● To do:
Give the data again in full, exactly as written below.

Dataset entries:
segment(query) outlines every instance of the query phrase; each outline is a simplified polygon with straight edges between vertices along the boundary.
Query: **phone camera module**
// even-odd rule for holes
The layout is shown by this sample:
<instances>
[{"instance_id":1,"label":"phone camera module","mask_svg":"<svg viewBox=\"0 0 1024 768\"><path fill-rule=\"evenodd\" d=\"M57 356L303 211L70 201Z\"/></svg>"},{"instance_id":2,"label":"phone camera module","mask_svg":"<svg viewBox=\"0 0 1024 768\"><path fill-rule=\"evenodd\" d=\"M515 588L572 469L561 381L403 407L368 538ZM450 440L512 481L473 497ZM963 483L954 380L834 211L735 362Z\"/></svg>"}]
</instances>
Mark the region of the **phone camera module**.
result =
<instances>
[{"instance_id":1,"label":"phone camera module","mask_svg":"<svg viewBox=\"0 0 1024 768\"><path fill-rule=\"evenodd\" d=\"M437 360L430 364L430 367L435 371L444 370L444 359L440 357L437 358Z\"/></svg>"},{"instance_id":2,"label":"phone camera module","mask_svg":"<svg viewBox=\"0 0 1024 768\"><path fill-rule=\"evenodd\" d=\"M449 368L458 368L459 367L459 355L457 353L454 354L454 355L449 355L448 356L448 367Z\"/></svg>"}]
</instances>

● Output below:
segment(query) outlines every instance of the query phrase; each outline is a simplified polygon with straight edges between vertices along the boundary.
Query: **phone camera module**
// even-odd rule for holes
The layout is shown by this sample:
<instances>
[{"instance_id":1,"label":"phone camera module","mask_svg":"<svg viewBox=\"0 0 1024 768\"><path fill-rule=\"evenodd\" d=\"M57 356L303 211L70 201Z\"/></svg>"},{"instance_id":2,"label":"phone camera module","mask_svg":"<svg viewBox=\"0 0 1024 768\"><path fill-rule=\"evenodd\" d=\"M515 588L572 469L561 381L403 407L368 538ZM450 440L512 481L473 497ZM963 483L954 380L834 211L735 362Z\"/></svg>"}]
</instances>
Mark the region of the **phone camera module**.
result =
<instances>
[{"instance_id":1,"label":"phone camera module","mask_svg":"<svg viewBox=\"0 0 1024 768\"><path fill-rule=\"evenodd\" d=\"M437 360L430 364L430 367L435 371L444 370L444 359L440 357L437 358Z\"/></svg>"},{"instance_id":2,"label":"phone camera module","mask_svg":"<svg viewBox=\"0 0 1024 768\"><path fill-rule=\"evenodd\" d=\"M449 368L458 368L459 367L459 355L457 353L454 354L454 355L449 355L448 356L448 367Z\"/></svg>"}]
</instances>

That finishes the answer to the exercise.